> **Extracted data entries**:
• • • • •
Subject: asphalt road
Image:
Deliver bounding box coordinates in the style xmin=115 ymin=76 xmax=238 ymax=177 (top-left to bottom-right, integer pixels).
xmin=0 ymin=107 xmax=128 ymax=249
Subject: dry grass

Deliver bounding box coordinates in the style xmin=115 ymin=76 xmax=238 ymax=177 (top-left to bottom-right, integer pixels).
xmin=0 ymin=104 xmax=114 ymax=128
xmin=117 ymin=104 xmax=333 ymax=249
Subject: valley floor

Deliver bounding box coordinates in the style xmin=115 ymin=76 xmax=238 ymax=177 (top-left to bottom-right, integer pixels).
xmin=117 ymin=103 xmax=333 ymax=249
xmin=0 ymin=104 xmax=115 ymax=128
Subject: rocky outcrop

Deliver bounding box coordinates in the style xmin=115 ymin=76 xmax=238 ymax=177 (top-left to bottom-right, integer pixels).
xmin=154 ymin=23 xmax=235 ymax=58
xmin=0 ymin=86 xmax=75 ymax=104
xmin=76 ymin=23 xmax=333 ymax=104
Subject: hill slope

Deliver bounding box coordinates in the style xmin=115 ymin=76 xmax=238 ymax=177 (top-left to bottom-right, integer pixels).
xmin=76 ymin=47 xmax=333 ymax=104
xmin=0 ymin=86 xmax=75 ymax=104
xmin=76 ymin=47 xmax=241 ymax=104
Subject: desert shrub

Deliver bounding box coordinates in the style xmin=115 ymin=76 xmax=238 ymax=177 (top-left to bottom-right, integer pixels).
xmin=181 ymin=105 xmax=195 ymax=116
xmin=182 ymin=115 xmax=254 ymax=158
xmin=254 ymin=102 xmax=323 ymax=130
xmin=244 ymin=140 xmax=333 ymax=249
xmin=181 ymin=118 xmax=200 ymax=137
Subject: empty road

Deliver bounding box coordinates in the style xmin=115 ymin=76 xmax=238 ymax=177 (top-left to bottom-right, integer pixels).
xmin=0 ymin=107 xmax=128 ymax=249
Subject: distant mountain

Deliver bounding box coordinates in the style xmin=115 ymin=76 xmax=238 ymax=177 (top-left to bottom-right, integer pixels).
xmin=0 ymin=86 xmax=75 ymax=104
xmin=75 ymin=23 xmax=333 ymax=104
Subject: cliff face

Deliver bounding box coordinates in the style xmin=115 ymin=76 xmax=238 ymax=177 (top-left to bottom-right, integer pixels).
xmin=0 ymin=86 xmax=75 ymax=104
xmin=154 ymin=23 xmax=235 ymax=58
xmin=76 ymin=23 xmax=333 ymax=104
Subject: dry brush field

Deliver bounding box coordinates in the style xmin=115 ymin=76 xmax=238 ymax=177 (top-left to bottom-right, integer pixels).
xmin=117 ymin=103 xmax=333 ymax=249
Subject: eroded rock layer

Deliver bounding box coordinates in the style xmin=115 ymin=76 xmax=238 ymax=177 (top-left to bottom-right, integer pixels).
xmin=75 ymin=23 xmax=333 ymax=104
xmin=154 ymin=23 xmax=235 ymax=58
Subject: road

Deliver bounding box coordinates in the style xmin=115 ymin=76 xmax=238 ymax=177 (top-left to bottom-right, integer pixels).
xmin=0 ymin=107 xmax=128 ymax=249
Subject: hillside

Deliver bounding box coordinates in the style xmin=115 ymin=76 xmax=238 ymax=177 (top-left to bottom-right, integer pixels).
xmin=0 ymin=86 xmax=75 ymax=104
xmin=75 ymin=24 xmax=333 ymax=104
• • • • •
> **What you will do**:
Format the listing from the line with "Subject: hillside" through the end of the listing as a two-column CSV with columns "input" and "output", one row for each subject with its text and its answer. Put each value in a single quoted field and replace line breaks with spaces.

> **Task result**:
input,output
"Subject: hillside Deliver bounding box coordinates in the style xmin=115 ymin=76 xmax=238 ymax=177 (top-left to bottom-right, integer pixels).","xmin=0 ymin=86 xmax=75 ymax=104 xmin=75 ymin=24 xmax=333 ymax=104"